Source extract:
The World Investment Report 2010 was officially launched at the seat of the Board of Investment (BOI) on 22 July 2010. Since 2004, BOI has partnered with UNCTAD to launch this report annually. The hosting of this event was indeed exceptional since the report was launched simultaneously across the world.
The World Investment Report 2010 is composed of two themes:
• Foreign direct investment (FDI) and climate change: A review of how developing countries can promote FDI in low-carbon sectors and benefit from it.
• The transnational corporation (TNCs) development paradigm: A study of the changing operations of TNCs and how these altered practices affect development.
This report shows a promising investment outlook in the face of fragile global financial and economic recovery. Following downturns in 2008 and 2009, global flows are expected to recover slightly this year, with stronger recovery in the next two years.
In the African continent, FDI flows fell by 19% in 2009 to $59 billion mainly due to a contraction in demand and falling commodities prices. Southern Africa remained the largest recipient of the region. The contraction of African FDI was lower in investments for the services sector, which improves the position of Mauritius as the services gateway to Africa. In 2010, the report notes that continued interest from the Asian economies and rising commodities prices should help increase FDI into Africa.

Given entries:
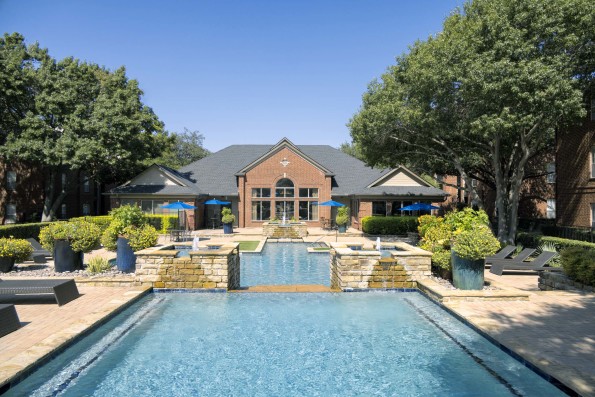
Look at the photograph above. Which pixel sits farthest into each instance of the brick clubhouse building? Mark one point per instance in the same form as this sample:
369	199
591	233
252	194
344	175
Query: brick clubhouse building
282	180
--
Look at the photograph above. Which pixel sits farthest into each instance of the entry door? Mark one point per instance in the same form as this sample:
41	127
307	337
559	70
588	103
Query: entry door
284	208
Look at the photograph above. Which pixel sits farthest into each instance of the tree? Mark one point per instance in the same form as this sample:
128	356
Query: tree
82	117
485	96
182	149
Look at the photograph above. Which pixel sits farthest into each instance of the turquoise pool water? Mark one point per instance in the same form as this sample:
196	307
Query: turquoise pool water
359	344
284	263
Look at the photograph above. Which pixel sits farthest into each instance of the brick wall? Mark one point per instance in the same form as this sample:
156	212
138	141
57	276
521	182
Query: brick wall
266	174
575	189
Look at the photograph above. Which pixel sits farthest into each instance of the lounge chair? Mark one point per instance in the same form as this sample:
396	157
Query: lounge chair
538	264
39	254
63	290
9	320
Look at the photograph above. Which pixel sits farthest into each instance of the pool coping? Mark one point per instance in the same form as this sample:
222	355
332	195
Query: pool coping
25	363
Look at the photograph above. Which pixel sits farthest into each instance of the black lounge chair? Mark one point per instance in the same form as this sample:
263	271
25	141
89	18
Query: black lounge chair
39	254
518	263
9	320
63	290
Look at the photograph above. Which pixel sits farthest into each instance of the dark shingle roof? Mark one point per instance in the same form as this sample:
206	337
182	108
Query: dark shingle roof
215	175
* * *
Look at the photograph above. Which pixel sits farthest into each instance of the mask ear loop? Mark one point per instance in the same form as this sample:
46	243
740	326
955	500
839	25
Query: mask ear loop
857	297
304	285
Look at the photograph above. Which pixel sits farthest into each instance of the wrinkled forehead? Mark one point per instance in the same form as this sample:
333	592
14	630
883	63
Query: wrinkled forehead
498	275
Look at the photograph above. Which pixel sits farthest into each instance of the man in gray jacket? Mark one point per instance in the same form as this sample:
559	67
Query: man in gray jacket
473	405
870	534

Exercise instructions:
1. Duplicate the World Investment Report text between "This report shows" and "next two years.", inclusive.
2. Pick up the World Investment Report text after its last sentence and keep writing it.

Answers provided:
1.
This report shows a promising investment outlook in the face of fragile global financial and economic recovery. Following downturns in 2008 and 2009, global flows are expected to recover slightly this year, with stronger recovery in the next two years.

2.
Intra-regional FDI within Africa is also increasing with South Africa holding 22% of its outward stocks in other African nations. Mauritius can play an important role for structuring these investments. Mauritius is cited to have successfully attracted FDI in information technology based on its declared policy of turning the country into a ‘cyber island’. The report also highlights the sectors that have suffered the least in attracting FDI. Agribusiness or pharmaceuticals that are non-cyclical or fast-growing have shown resilience and are expected to grow in 2010.